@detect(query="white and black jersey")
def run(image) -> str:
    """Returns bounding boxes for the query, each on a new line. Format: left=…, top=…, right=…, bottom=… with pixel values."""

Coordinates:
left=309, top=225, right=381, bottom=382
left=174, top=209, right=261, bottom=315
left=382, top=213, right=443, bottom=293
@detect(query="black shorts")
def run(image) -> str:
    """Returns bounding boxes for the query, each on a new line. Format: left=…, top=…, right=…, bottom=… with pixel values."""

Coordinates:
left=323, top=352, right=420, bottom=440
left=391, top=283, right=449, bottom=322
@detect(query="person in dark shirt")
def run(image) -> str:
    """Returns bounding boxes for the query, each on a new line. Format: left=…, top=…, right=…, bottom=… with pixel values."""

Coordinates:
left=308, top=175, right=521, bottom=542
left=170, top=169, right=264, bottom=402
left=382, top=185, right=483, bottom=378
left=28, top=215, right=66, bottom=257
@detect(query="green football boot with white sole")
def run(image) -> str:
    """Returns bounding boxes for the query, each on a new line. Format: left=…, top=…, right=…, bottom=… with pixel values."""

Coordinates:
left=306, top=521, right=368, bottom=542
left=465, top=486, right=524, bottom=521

- [Brief] The line containing "football boot with" and every line after it, through the end of the records, should be repeated exactly and alone.

- [Result for this exercise]
@detect(query="green football boot with white sole")
def run(image) -> str:
    """Returns bounding boxes for the query, each on a new line. Format: left=…, top=…, right=…, bottom=… with pixel values."""

Coordinates:
left=306, top=521, right=368, bottom=542
left=465, top=486, right=524, bottom=521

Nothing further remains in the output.